(Point-per-instance localization data)
○ ○ ○ ○ ○

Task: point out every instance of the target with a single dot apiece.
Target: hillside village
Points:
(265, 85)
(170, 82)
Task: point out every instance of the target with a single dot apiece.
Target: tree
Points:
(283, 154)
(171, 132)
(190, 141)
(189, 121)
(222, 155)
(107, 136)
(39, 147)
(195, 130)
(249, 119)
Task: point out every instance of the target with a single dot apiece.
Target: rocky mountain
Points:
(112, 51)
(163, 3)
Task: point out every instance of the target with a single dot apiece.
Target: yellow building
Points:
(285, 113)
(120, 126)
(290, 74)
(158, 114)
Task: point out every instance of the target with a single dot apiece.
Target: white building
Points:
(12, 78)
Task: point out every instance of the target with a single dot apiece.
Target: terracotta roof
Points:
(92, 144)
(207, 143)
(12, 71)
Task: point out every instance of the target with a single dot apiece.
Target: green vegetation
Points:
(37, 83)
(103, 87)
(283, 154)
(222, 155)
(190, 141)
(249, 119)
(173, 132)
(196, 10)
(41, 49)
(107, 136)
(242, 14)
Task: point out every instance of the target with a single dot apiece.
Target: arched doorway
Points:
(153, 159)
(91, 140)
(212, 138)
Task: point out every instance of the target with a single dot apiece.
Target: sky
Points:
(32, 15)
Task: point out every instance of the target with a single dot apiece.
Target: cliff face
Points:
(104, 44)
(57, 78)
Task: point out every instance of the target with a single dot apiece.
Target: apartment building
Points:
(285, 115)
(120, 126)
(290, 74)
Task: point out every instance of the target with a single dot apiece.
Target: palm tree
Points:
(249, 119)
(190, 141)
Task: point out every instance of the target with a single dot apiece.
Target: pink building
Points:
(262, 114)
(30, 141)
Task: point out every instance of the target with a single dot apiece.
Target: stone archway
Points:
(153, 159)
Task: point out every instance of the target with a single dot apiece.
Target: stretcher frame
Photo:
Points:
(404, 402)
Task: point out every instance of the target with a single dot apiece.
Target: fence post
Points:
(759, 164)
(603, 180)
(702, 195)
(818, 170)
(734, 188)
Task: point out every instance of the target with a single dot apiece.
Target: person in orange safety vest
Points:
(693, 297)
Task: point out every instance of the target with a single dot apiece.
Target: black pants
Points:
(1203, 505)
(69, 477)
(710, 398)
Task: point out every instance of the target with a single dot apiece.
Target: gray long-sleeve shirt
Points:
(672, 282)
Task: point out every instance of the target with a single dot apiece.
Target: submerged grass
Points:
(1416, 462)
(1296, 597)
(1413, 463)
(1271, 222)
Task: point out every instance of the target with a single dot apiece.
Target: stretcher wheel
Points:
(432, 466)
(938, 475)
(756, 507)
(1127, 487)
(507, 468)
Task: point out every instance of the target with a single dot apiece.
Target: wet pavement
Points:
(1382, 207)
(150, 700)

○ ○ ○ ○ ○

**EXERCISE:**
Where the word "stretcher" appears in a line of the entries, copy that line.

**THE COMPLETED TASK:**
Target: stretcher frame
Target: stretcher wheel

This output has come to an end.